Repeat all of the data precisely.

════

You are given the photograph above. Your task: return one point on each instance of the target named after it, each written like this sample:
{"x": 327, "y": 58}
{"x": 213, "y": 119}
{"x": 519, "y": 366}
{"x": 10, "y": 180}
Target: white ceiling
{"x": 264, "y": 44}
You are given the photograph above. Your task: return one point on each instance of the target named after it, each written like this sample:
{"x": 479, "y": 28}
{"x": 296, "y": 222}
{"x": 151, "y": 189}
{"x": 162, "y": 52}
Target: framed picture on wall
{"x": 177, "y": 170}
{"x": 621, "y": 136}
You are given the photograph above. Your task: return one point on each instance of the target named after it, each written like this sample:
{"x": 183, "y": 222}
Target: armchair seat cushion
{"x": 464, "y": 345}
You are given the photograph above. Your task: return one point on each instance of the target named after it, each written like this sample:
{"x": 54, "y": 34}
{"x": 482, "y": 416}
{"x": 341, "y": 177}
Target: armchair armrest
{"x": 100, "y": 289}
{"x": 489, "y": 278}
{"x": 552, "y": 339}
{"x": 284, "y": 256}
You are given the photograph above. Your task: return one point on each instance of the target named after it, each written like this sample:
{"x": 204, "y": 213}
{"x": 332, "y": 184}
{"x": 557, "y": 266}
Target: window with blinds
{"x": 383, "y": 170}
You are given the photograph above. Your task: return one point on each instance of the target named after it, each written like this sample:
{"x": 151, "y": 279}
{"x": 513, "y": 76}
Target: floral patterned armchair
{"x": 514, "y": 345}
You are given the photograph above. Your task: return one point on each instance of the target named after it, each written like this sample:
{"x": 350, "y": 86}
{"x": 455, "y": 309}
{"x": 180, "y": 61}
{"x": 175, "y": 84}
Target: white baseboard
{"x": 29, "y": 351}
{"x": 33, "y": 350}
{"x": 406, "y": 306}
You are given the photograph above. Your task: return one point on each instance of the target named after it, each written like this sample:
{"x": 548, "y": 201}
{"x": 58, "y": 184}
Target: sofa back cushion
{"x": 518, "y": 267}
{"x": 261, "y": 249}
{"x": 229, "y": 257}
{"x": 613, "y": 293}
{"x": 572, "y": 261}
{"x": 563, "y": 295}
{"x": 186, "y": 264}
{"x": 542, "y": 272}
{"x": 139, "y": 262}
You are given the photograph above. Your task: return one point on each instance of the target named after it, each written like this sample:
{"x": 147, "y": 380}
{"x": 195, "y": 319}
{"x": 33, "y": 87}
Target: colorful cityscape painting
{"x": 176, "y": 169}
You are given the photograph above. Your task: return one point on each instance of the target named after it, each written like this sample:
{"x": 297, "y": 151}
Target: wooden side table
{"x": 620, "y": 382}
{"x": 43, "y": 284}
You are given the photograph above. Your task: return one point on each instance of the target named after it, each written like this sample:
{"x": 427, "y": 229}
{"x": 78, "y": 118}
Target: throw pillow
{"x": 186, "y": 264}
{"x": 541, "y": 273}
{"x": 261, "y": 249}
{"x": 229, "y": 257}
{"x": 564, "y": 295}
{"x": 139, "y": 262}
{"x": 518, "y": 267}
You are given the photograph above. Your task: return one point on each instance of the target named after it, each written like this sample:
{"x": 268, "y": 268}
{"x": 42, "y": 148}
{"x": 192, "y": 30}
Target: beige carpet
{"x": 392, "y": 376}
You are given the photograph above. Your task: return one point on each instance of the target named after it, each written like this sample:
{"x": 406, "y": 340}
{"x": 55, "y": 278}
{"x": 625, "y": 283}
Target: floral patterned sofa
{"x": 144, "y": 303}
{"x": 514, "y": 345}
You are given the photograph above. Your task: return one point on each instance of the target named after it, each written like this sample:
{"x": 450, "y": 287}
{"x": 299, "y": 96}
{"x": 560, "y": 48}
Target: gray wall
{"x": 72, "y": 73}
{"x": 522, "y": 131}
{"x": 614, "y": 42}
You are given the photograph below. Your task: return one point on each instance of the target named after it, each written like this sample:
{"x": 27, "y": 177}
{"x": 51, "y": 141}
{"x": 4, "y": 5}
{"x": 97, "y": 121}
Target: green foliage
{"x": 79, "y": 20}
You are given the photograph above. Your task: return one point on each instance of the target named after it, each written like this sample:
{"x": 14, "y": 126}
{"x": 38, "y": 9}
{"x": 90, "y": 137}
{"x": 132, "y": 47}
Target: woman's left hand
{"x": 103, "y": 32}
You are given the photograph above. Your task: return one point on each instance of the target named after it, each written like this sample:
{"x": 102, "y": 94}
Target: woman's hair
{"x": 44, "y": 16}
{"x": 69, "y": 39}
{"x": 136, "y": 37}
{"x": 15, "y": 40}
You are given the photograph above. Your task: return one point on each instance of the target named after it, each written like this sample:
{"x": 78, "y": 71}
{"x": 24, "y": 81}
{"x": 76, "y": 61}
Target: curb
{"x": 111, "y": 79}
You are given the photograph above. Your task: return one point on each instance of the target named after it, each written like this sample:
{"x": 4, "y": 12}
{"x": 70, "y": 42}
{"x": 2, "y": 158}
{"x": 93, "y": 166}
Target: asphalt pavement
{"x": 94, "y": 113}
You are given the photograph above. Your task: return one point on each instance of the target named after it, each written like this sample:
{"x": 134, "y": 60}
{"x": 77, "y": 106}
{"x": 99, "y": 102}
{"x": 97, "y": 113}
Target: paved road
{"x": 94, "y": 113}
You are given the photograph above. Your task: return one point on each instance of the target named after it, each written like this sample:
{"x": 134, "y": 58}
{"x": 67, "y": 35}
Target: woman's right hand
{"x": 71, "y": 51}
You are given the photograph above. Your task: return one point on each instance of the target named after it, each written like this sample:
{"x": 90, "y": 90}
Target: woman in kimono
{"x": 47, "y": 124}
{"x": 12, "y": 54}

════

TASK ANSWER -
You are given the photograph above. Your task: return one point on each instance of the target named after it, each written like this sample:
{"x": 327, "y": 58}
{"x": 213, "y": 119}
{"x": 519, "y": 366}
{"x": 10, "y": 180}
Target: white ceiling
{"x": 264, "y": 44}
You are given the photograph above. Your task: return one point on each instance of the target named after it, each written like this sample:
{"x": 479, "y": 28}
{"x": 296, "y": 222}
{"x": 151, "y": 189}
{"x": 162, "y": 52}
Target: framed picture on wall
{"x": 177, "y": 170}
{"x": 621, "y": 136}
You are given the photograph above. Your task: return one point on each instance of the target named after it, each written like this sample:
{"x": 183, "y": 222}
Target: armchair seat cushion
{"x": 464, "y": 345}
You are given the photograph above. Your task: return one point on each instance of the target named after it, each written like this sample:
{"x": 54, "y": 34}
{"x": 482, "y": 416}
{"x": 341, "y": 177}
Target: armchair armrest
{"x": 100, "y": 289}
{"x": 489, "y": 278}
{"x": 552, "y": 339}
{"x": 284, "y": 256}
You are given the photograph above. Your task: return one point on each instance of the target named after it, each written like this sample:
{"x": 204, "y": 213}
{"x": 332, "y": 184}
{"x": 557, "y": 266}
Target: window with blinds
{"x": 383, "y": 170}
You are given the photograph above. Your task: return one point on each instance of the target named after it, each written like this sample:
{"x": 151, "y": 279}
{"x": 513, "y": 76}
Target: floral patterned armchair
{"x": 514, "y": 345}
You are given the photograph above. Your task: return one point on each instance of the target named after it, each written like this sample:
{"x": 350, "y": 86}
{"x": 455, "y": 309}
{"x": 180, "y": 61}
{"x": 175, "y": 84}
Target: white baseboard
{"x": 29, "y": 351}
{"x": 33, "y": 350}
{"x": 406, "y": 306}
You are given the photograph above. Your task: return one point on each instance of the target named after it, each written like this sample:
{"x": 548, "y": 201}
{"x": 58, "y": 184}
Target: sofa back cushion
{"x": 518, "y": 267}
{"x": 261, "y": 249}
{"x": 229, "y": 257}
{"x": 613, "y": 293}
{"x": 572, "y": 261}
{"x": 563, "y": 295}
{"x": 186, "y": 264}
{"x": 542, "y": 272}
{"x": 139, "y": 262}
You are given the photograph above. Your task: return one point on each instance of the target named after it, each written like this sample:
{"x": 147, "y": 380}
{"x": 195, "y": 319}
{"x": 33, "y": 87}
Target: colorful cityscape painting
{"x": 176, "y": 169}
You are given the photograph above. Your task: return one point on each instance of the target named after it, each written like this sample:
{"x": 297, "y": 151}
Target: wooden side table
{"x": 620, "y": 382}
{"x": 43, "y": 284}
You are given the photograph above. Your task: return one point on each instance of the target named after it, each written like this sample:
{"x": 427, "y": 229}
{"x": 78, "y": 118}
Target: throw pillow
{"x": 186, "y": 264}
{"x": 541, "y": 273}
{"x": 261, "y": 249}
{"x": 229, "y": 257}
{"x": 564, "y": 295}
{"x": 139, "y": 262}
{"x": 518, "y": 267}
You are given the photograph above. Your task: return one point on each instance of the target named after it, each written like this sample:
{"x": 268, "y": 268}
{"x": 42, "y": 148}
{"x": 192, "y": 30}
Target: beige carpet
{"x": 392, "y": 376}
You are given the photograph above. Your task: return one point on each instance of the target named after it, each written like this sample:
{"x": 406, "y": 340}
{"x": 55, "y": 278}
{"x": 625, "y": 283}
Target: floral patterned sofa
{"x": 144, "y": 303}
{"x": 514, "y": 345}
You are given the photograph above. Your task: return one point on each instance of the target named after it, each written like this sample:
{"x": 450, "y": 287}
{"x": 299, "y": 96}
{"x": 560, "y": 48}
Target: gray wall
{"x": 72, "y": 73}
{"x": 522, "y": 131}
{"x": 614, "y": 42}
You are given the photograph below. Your task: return one point on each instance of the target named after it, each written like this sample:
{"x": 27, "y": 177}
{"x": 51, "y": 141}
{"x": 4, "y": 5}
{"x": 97, "y": 121}
Target: green foliage
{"x": 79, "y": 20}
You are given the photograph above. Your task: return one point on each instance of the target named after it, each written like this sample:
{"x": 14, "y": 126}
{"x": 38, "y": 9}
{"x": 90, "y": 137}
{"x": 132, "y": 47}
Target: woman's left hand
{"x": 103, "y": 32}
You are given the photograph above. Your task: return one point on each instance of the target named after it, each written like this sample:
{"x": 102, "y": 94}
Target: woman's hair
{"x": 44, "y": 16}
{"x": 69, "y": 39}
{"x": 136, "y": 37}
{"x": 15, "y": 40}
You are given the photograph above. Your task: return one point on each instance of the target named after it, each written like this sample:
{"x": 78, "y": 71}
{"x": 24, "y": 81}
{"x": 76, "y": 61}
Target: curb
{"x": 111, "y": 79}
You are given the photograph above. Your task: return one point on each instance of the target named after it, each written like this sample:
{"x": 4, "y": 12}
{"x": 70, "y": 42}
{"x": 2, "y": 158}
{"x": 93, "y": 166}
Target: asphalt pavement
{"x": 94, "y": 113}
You are given the photograph above. Your task: return one point on each instance of the target named after it, each written like this sample:
{"x": 134, "y": 60}
{"x": 77, "y": 106}
{"x": 99, "y": 102}
{"x": 97, "y": 113}
Target: paved road
{"x": 94, "y": 113}
You are given the photograph above. Your task: return one point on each instance of the target named after it, each written like this sample:
{"x": 134, "y": 58}
{"x": 67, "y": 35}
Target: woman's right hand
{"x": 71, "y": 51}
You are given the photograph above. Your task: return one point on each instance of the target named after it, each written like this sample:
{"x": 90, "y": 90}
Target: woman in kimono
{"x": 47, "y": 124}
{"x": 12, "y": 54}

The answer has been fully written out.